======== Trecho fornecido

Resumo de Direito da Criança e do Adolescente - Medidas Socioeducativas

Medidas Sócio-Educativas

No Capítulo IV do Título III, o Estatuto da Criança e do Adolescente (ECA) passa a tratar das medidas socioeducativas em espécie. Trata-se de rol taxativo, que prevê seis medidas, as quais, vale dizer, são aplicáveis somente aos adolescentes. Às crianças somente podem ser aplicadas medidas de proteção, as quais são aplicáveis tanto a crianças como a adolescentes.

As medidas socioeducativas são medidas jurídicas aplicáveis a adolescentes autores de atos infracionais, mediante procedimento adequado. Para que possam ser aplicadas, deve-se levar em conta, de acordo com o art. 112, § 1º, do ECA: (i) a capacidade de cumprir a medida; (ii) as circunstâncias; (iii) a gravidade da infração.

Além disso, os objetivos das medidas socioeducativas, de acordo com o art. 1º, § 2º da Lei nº 12.594/2012, são: (i) a responsabilização do adolescente quanto às consequências lesivas do ato infracional, sempre que possível incentivando a sua reparação; (ii) a integração social do adolescente, garantindo seus direitos individuais e sociais por meio do cumprimento de seu plano individual de atendimento; e (iii) a desaprovação da conduta infracional, efetivando as disposições da sentença como parâmetro máximo de privação de liberdade ou restrição de direitos.


Classificação

Segundo a doutrina, é possível classificar as medidas socioeducativas de acordo com os seguintes critérios: severidade, forma de cumprimento, duração e gerenciamento de medida.

  1. Quanto à severidade: segundo o critério da severidade, as medidas podem ser classificadas como de meio aberto, fechado ou semiaberto. As medidas de meio aberto são as medidas nas quais o adolescente permanece junto à comunidade. As de meio fechado, por sua vez, são as medidas em que o adolescente permanece institucionalizado. No entanto, nas medidas de meio semiaberto, haverá períodos em que o adolescente permanecerá institucionalizado, e outros em que permanecerá junto à família.

================
======== Lista de registros

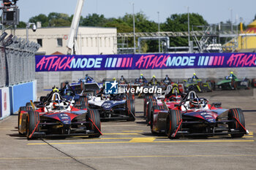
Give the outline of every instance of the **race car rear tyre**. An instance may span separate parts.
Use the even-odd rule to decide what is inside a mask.
[[[88,98],[86,96],[81,96],[79,98],[78,101],[80,101],[80,104],[82,107],[87,108],[89,106],[88,104]]]
[[[33,136],[31,138],[29,138],[29,136],[31,136],[31,134],[34,134],[34,132],[39,131],[39,128],[38,123],[39,123],[39,121],[40,118],[39,112],[29,110],[27,117],[26,128],[26,136],[28,139],[35,139],[35,137],[33,137]]]
[[[39,101],[44,103],[46,101],[48,97],[47,96],[41,96],[40,98],[39,98]]]
[[[26,107],[31,107],[31,102],[27,102],[27,103],[26,103]]]
[[[228,128],[230,129],[238,130],[240,131],[244,131],[244,129],[240,125],[237,120],[234,118],[236,117],[241,124],[245,128],[245,121],[243,111],[240,108],[230,109],[227,114],[227,119],[229,120],[233,120],[233,122],[228,123]],[[233,138],[241,138],[244,136],[244,134],[231,134]]]
[[[20,132],[20,111],[25,111],[25,112],[29,112],[29,110],[32,110],[31,107],[20,107],[18,113],[18,131],[19,132],[19,134],[23,135],[23,134],[21,134]]]
[[[89,137],[99,137],[101,131],[100,117],[99,112],[97,109],[88,109],[87,117],[91,123],[90,123],[89,129],[93,130],[95,134],[94,135],[90,135]],[[92,123],[93,122],[93,123]],[[95,125],[97,127],[95,127]]]
[[[173,137],[172,134],[177,130],[180,122],[182,120],[182,115],[180,110],[169,110],[169,115],[166,120],[166,134],[169,139],[178,138]],[[179,130],[181,129],[181,125]]]
[[[256,88],[256,79],[252,79],[252,88]]]
[[[151,112],[150,114],[150,130],[151,131],[151,134],[157,134],[157,132],[154,131],[153,128],[154,128],[154,109],[155,109],[155,107],[153,107],[151,109]]]
[[[65,87],[66,82],[63,82],[61,83],[59,89],[62,89]]]
[[[127,116],[129,118],[127,121],[135,120],[135,101],[132,98],[127,99],[126,101]]]
[[[147,109],[147,103],[149,101],[149,99],[152,99],[153,98],[153,96],[150,95],[150,96],[146,96],[144,98],[144,106],[143,106],[143,112],[144,112],[144,117],[146,118],[146,109]]]

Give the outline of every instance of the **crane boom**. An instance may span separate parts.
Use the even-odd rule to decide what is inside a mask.
[[[77,43],[77,34],[78,31],[80,18],[81,16],[81,12],[83,7],[85,0],[78,0],[77,6],[75,7],[75,14],[72,20],[70,31],[67,42],[67,54],[76,54],[80,55]]]

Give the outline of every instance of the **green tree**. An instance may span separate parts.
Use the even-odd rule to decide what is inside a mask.
[[[32,17],[29,20],[29,23],[41,22],[42,27],[47,27],[49,26],[48,18],[44,14],[39,14],[35,17]]]
[[[70,26],[70,17],[67,14],[50,12],[48,15],[50,26]]]
[[[166,19],[162,26],[162,31],[187,31],[187,14],[173,14]],[[206,20],[199,14],[189,14],[189,27],[192,26],[208,25]],[[194,30],[196,30],[194,27]],[[170,45],[173,47],[187,46],[187,37],[170,37]]]
[[[108,20],[103,15],[89,14],[84,18],[82,18],[80,26],[104,26],[108,23]]]

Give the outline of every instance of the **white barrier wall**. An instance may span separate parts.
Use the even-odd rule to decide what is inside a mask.
[[[10,91],[9,88],[3,88],[0,89],[0,101],[1,101],[1,112],[0,120],[10,116]]]

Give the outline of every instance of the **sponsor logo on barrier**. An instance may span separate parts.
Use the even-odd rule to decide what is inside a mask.
[[[105,82],[105,93],[117,94],[117,93],[162,93],[162,88],[157,86],[152,87],[138,87],[137,88],[127,87],[118,87],[118,83],[114,82]]]
[[[37,72],[256,66],[256,53],[36,55]]]

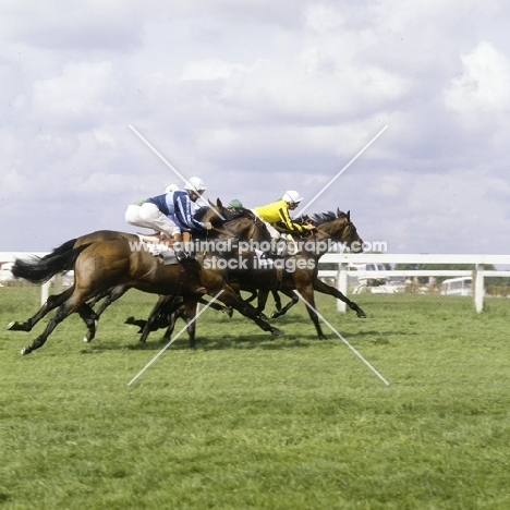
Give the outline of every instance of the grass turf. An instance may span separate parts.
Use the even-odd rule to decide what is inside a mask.
[[[36,291],[0,289],[7,325]],[[304,305],[272,339],[207,311],[198,350],[123,325],[155,298],[131,291],[96,340],[72,316],[28,356],[41,330],[0,344],[0,508],[507,509],[510,507],[508,300],[355,296],[368,318]],[[182,325],[182,323],[180,323]],[[325,327],[325,330],[327,328]]]

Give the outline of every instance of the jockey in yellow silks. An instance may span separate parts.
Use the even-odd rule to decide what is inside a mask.
[[[298,223],[289,216],[289,209],[295,209],[302,199],[303,197],[300,196],[296,191],[289,190],[279,201],[262,207],[255,207],[253,211],[258,218],[266,222],[271,238],[280,239],[280,232],[301,233],[305,230],[313,229],[313,226]]]

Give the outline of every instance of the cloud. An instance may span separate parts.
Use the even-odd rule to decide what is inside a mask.
[[[462,73],[445,90],[449,111],[466,117],[510,110],[510,61],[490,42],[481,41],[461,57]]]
[[[476,218],[510,215],[507,13],[498,0],[11,2],[4,242],[23,248],[20,211],[49,245],[126,228],[126,204],[175,180],[129,124],[212,198],[252,206],[288,187],[312,197],[388,124],[314,211],[350,208],[398,251],[507,246]]]

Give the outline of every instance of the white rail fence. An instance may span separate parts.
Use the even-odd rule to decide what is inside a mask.
[[[16,258],[26,258],[32,255],[44,256],[46,253],[0,252],[0,265],[12,263]],[[350,264],[465,264],[473,266],[472,270],[385,270],[377,271],[378,277],[472,277],[472,296],[475,309],[481,313],[484,307],[484,279],[486,277],[510,277],[509,270],[485,270],[484,265],[510,266],[510,255],[440,255],[440,254],[353,254],[353,253],[327,253],[320,258],[320,263],[333,263],[338,265],[336,270],[320,270],[320,278],[333,278],[336,287],[343,294],[348,294],[348,276]],[[355,271],[356,277],[371,277],[374,271]],[[41,304],[49,295],[50,283],[41,286]],[[345,304],[338,302],[338,309],[345,312]]]
[[[508,270],[485,270],[484,265],[510,265],[510,255],[439,255],[439,254],[353,254],[353,253],[327,253],[320,258],[320,263],[333,263],[337,270],[319,271],[320,278],[335,278],[337,289],[348,294],[349,264],[465,264],[473,266],[472,270],[447,269],[416,269],[416,270],[385,270],[377,271],[380,277],[472,277],[472,296],[477,313],[484,308],[485,277],[510,277]],[[371,277],[374,271],[355,271],[356,277]],[[345,303],[338,302],[338,309],[345,312]]]

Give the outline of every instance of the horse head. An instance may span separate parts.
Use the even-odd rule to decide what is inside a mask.
[[[363,240],[360,238],[356,227],[351,221],[351,211],[324,212],[313,217],[313,223],[319,232],[324,232],[339,243],[349,246],[353,253],[363,251]]]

================

Enunciado 1 →
Responda, com base no resumo sobre medidas socioeducativas:
(a) Quantas medidas o rol taxativo do ECA prevê?
(b) Que três aspectos devem ser levados em conta, segundo o art. 112, § 1º, do ECA?
(c) Nas medidas de meio fechado, em que situação o adolescente permanece?
Enunciado 2 →
Redigite o trecho do resumo sobre medidas socioeducativas começando em "No Capítulo IV" e terminando em "como a adolescentes.".
Enunciado 3 →
Dê continuidade ao resumo sobre medidas socioeducativas a partir da última frase apresentada.
Os registros não têm relação alguma com o resumo sobre medidas socioeducativas.

Resposta final 1 →
(a) Seis medidas.
(b) A capacidade de cumprir a medida, as circunstâncias e a gravidade da infração.
(c) O adolescente permanece institucionalizado.

Resposta final 2 →
No Capítulo IV do Título III, o Estatuto da Criança e do Adolescente (ECA) passa a tratar das medidas socioeducativas em espécie. Trata-se de rol taxativo, que prevê seis medidas, as quais, vale dizer, são aplicáveis somente aos adolescentes. Às crianças somente podem ser aplicadas medidas de proteção, as quais são aplicáveis tanto a crianças como a adolescentes.

Resposta final 3 →
  2. Quanto à forma de cumprimento: de acordo com a forma de cumprimento, as medidas podem ser por tarefa ou por desempenho. As medidas cumpridas por tarefa são aquelas que se consideram cumpridas quando o adolescente desempenha determinada tarefa. Por outro lado, as medidas cumpridas por desempenho são as medidas nas quais há necessidade de suprimento de necessidades pedagógicas, como a liberdade assistida, sendo definida conforme o desempenho do adolescente.
  3. Quanto à duração: na classificação quanto à duração, as medidas podem ser de duração instantânea ou continuada. As medidas de duração instantânea são as que não se prolongam no tempo. Por sua vez, medidas de duração continuada serão as que se prolongam no tempo. Essas devem se dar em um tempo mínimo, que será determinado ou indeterminado, e um tempo máximo, que poderá ser legal ou judicial.
  4. Quanto ao gerenciamento da medida: segundo esse critério, as medidas socioeducativas podem ser divididas como de gerenciamento judicial, gerenciamento pelo Executivo municipal ou ainda de gerenciamento pelo Executivo estadual. As medidas de gerenciamento judicial serão gerenciadas pelo próprio Poder Judiciário, como é o caso da medida de obrigação de reparar o dano.

Por outro lado, as medidas de gerenciamento pelo Executivo municipal serão gerenciadas nesse âmbito, como é o caso da liberdade assistida e da prestação de serviços à comunidade. É possível ainda que as medidas sejam de gerenciamento pelo Executivo estadual, como a medida de internação e semiliberdade. Superada a classificação, passaremos à análise do rol de medidas.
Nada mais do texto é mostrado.